WHAT YOU ARE ASKED TO DO:
Turn the lines from the one containing "Find jacket lapel." to the one containing "204 63 233 112", both included, into a Markdown table with a Row column that numbers each line and a Line column that holds it. Leave out any blank lines.

SUPPLIED RECORDS:
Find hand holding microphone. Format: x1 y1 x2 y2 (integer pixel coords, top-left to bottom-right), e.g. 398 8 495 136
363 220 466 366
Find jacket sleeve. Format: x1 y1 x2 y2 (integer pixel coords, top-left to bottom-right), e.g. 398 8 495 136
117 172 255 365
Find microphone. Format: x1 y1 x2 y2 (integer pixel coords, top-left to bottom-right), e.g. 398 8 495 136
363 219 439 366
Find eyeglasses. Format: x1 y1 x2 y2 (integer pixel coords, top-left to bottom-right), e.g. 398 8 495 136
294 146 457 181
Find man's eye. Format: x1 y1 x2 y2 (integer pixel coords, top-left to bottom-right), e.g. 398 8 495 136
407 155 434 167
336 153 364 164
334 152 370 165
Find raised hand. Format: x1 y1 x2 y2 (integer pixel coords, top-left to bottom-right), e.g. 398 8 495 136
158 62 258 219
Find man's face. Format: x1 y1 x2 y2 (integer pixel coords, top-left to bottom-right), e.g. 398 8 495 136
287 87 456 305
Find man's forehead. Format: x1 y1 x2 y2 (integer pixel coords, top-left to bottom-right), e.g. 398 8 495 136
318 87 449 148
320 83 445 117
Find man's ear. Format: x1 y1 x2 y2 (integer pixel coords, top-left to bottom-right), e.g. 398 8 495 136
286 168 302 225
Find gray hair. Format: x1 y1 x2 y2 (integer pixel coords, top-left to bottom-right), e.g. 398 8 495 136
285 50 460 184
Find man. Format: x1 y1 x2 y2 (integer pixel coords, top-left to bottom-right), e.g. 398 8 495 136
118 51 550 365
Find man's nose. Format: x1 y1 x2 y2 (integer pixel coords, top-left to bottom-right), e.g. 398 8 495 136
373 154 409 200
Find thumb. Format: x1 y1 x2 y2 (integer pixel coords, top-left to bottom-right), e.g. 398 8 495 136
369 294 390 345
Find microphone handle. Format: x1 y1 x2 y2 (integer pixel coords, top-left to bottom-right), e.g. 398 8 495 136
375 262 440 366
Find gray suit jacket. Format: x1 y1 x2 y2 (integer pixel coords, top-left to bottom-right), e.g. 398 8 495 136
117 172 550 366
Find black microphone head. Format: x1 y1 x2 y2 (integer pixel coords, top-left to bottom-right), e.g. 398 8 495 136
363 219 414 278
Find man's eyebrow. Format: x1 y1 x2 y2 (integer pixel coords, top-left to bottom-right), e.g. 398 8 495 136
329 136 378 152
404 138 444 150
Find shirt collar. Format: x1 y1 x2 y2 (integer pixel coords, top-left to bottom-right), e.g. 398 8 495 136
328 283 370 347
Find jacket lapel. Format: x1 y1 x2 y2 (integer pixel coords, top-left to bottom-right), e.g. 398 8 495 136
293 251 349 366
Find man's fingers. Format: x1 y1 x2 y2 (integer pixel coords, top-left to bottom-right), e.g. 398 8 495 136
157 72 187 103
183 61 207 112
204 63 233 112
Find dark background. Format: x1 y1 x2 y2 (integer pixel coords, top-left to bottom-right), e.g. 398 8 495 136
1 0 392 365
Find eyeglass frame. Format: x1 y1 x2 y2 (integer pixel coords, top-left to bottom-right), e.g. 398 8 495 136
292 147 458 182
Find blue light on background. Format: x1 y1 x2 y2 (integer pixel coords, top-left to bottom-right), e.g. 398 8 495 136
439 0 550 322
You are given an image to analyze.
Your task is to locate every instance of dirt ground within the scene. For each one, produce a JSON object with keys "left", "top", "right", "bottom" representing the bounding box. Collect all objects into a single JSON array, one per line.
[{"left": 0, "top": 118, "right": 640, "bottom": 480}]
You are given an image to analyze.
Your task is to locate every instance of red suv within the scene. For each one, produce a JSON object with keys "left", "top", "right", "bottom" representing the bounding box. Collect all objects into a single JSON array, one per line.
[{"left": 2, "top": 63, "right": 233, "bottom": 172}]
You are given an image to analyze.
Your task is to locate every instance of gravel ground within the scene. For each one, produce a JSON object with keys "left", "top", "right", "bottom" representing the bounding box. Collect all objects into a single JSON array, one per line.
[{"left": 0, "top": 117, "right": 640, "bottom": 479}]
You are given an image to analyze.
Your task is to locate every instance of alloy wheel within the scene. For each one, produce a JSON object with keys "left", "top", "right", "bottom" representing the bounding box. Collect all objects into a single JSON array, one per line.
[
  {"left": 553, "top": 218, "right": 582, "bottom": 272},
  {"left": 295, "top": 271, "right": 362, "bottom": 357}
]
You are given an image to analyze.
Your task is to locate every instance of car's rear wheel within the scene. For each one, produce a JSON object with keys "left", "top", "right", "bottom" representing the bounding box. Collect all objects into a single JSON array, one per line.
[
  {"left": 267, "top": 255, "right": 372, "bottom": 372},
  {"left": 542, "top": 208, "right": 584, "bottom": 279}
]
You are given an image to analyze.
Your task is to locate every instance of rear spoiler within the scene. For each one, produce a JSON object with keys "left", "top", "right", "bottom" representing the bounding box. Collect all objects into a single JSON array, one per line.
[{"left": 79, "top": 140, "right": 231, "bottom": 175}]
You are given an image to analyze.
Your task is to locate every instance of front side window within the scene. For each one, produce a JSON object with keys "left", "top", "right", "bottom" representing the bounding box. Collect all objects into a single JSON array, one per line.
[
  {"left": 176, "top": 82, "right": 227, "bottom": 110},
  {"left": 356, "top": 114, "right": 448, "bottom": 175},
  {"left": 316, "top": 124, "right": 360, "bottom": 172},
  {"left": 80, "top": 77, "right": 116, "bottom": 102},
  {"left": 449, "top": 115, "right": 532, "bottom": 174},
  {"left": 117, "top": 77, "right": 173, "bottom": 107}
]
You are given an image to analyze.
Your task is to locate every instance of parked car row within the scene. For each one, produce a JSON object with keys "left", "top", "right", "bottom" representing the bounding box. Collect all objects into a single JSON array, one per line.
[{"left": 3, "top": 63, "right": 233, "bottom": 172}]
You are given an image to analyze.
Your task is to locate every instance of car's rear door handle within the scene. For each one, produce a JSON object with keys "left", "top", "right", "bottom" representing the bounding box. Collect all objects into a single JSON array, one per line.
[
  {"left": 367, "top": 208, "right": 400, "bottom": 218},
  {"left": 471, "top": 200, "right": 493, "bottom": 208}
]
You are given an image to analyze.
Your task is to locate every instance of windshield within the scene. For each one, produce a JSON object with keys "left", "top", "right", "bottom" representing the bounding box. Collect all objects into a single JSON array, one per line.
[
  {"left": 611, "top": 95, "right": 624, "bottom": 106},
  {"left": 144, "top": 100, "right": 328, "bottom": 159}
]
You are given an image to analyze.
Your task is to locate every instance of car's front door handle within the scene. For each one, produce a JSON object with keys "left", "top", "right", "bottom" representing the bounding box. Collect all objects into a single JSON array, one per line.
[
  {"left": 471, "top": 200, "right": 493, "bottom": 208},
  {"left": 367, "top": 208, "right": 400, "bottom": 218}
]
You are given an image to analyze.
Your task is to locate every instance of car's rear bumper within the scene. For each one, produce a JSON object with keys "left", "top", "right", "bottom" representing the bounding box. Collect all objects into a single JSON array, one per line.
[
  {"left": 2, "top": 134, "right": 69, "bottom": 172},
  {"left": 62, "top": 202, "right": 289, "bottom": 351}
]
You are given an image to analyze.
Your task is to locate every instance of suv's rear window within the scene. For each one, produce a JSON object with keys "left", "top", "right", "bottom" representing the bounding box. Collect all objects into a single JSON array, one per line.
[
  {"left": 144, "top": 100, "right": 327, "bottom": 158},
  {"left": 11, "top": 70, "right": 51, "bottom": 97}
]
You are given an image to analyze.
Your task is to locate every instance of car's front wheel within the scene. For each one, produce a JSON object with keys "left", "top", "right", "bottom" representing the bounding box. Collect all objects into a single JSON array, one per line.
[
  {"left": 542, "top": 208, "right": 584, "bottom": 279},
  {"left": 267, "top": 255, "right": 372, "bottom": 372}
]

EXERCISE RESPONSE:
| Row | Line |
|---|---|
| 1 | Find jacket lapel. Format: x1 y1 x2 y2 (integer pixel coords, top-left to bottom-right), e.g. 398 8 495 136 |
| 2 | 293 251 349 366 |
| 3 | Find man's fingers. Format: x1 y1 x2 y2 (integer pixel coords, top-left to bottom-right), e.g. 398 8 495 136 |
| 4 | 157 72 187 103 |
| 5 | 183 61 207 112 |
| 6 | 204 63 233 112 |